WHAT YOU WILL DO - In the data below, rewrite everything from the line containing "Can you find the white field" down to and including the line containing "226], [271, 220]]", shifting every coordinate value in the answers up by 141 and leaving all other text as it is.

DATA ENTRIES -

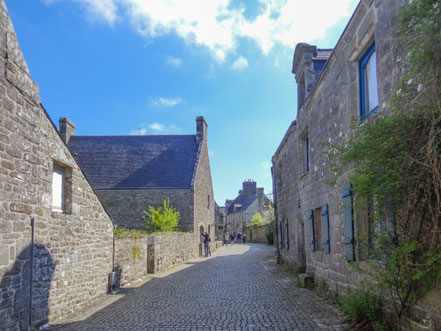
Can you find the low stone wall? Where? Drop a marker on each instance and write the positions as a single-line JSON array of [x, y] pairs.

---

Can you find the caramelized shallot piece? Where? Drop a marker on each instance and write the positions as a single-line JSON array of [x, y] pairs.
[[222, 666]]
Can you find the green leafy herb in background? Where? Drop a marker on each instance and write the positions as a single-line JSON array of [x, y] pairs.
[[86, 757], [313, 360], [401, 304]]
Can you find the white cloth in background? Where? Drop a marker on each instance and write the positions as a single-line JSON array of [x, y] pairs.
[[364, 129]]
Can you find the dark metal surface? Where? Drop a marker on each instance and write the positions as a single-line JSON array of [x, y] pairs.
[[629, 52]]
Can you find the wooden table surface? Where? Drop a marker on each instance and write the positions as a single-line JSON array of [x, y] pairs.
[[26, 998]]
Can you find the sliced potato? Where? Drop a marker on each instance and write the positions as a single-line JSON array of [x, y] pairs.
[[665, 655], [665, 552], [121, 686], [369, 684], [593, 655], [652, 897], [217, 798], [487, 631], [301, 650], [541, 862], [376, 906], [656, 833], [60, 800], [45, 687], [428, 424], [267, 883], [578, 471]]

==

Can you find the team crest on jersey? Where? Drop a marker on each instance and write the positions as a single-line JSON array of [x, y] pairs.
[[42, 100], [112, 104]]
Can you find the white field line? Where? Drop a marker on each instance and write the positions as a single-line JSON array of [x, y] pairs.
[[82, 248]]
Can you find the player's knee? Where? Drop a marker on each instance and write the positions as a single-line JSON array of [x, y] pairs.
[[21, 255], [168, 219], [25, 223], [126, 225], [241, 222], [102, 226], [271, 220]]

TASK RESULT -
Can you find the white field line? Where? Drop a marker on each instance and write the positions as a single-line JSON array of [x, y] pairs.
[[223, 389]]
Can you find the player's knee? Where? Drop a marker on each instance and write the positions as a single-line JSON array of [x, y] pairs.
[[162, 396], [309, 360], [166, 364], [267, 366], [382, 363], [243, 367], [412, 361]]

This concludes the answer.